§ Cuplikan Teks Sumber
━━━━━━━━

Sudah 8 Hari Tak Menguat, Rupiah Mau Melemah Lagi?

Putu Agus Pransuamitra, CNBC Indonesia
Jumat, 08/07/2022 08:05 WIB
Foto: Ilustrasi dolar Amerika Serikat (USD). (CNBC Indonesia/ Muhammad Sabki)

Jakarta, CNBC Indonesia - Rupiah pada perdagangan Kamis stagnan melawan dolar Amerika Serikat (AS), padahal nyaris sepanjang perdagangan mampu mempertahankan penguatan. Sayangnya di akhir perdagangan rupiah kembali ke Rp 14.995/US$. Dengan demikian, rupiah sudah 8 hari perdagangan tidak pernah menguat. 

Pada perdagangan Jumat (8/7/2022) rupiah berpeluang menguat melihat sentimen pelaku pasar yang membaik. Hal ini terlihat dari pergerakan bursa saham AS (Wall Street), indeks S&P 500 dan Nasdaq mampu mencatat penguatan 4 hari beruntun.

━━━━━━━━

§ Data yang Diberikan
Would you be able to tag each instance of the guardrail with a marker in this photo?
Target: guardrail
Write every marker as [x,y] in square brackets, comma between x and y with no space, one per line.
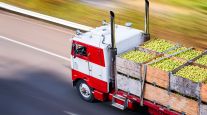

━━━━━━━━

§ Tugas yang Dikerjakan
[1] Salin tanpa perubahan bagian artikel tentang rupiah, mulai dari "Sudah 8 Hari Tak" sampai dengan "4 hari beruntun.".
[2] Tentukan apakah pernyataan berikut sesuai dengan artikel tentang rupiah: (a) pada perdagangan Kamis, rupiah berakhir di Rp 14.995/US$; (b) indeks S&P 500 dan Nasdaq melemah 4 hari beruntun; (c) rupiah sudah 8 hari perdagangan tidak pernah menguat. Jawab ya atau tidak untuk setiap pernyataan, lalu kutip kata-kata artikel yang menjadi dasarnya.

§ Hasil Pengerjaan Tugas
[1]
Sudah 8 Hari Tak Menguat, Rupiah Mau Melemah Lagi?

Putu Agus Pransuamitra, CNBC Indonesia
Jumat, 08/07/2022 08:05 WIB
Foto: Ilustrasi dolar Amerika Serikat (USD). (CNBC Indonesia/ Muhammad Sabki)

Jakarta, CNBC Indonesia - Rupiah pada perdagangan Kamis stagnan melawan dolar Amerika Serikat (AS), padahal nyaris sepanjang perdagangan mampu mempertahankan penguatan. Sayangnya di akhir perdagangan rupiah kembali ke Rp 14.995/US$. Dengan demikian, rupiah sudah 8 hari perdagangan tidak pernah menguat. 

Pada perdagangan Jumat (8/7/2022) rupiah berpeluang menguat melihat sentimen pelaku pasar yang membaik. Hal ini terlihat dari pergerakan bursa saham AS (Wall Street), indeks S&P 500 dan Nasdaq mampu mencatat penguatan 4 hari beruntun.

[2]
(a) Ya: "Sayangnya di akhir perdagangan rupiah kembali ke Rp 14.995/US$."
(b) Tidak: "indeks S&P 500 dan Nasdaq mampu mencatat penguatan 4 hari beruntun."
(c) Ya: "Dengan demikian, rupiah sudah 8 hari perdagangan tidak pernah menguat."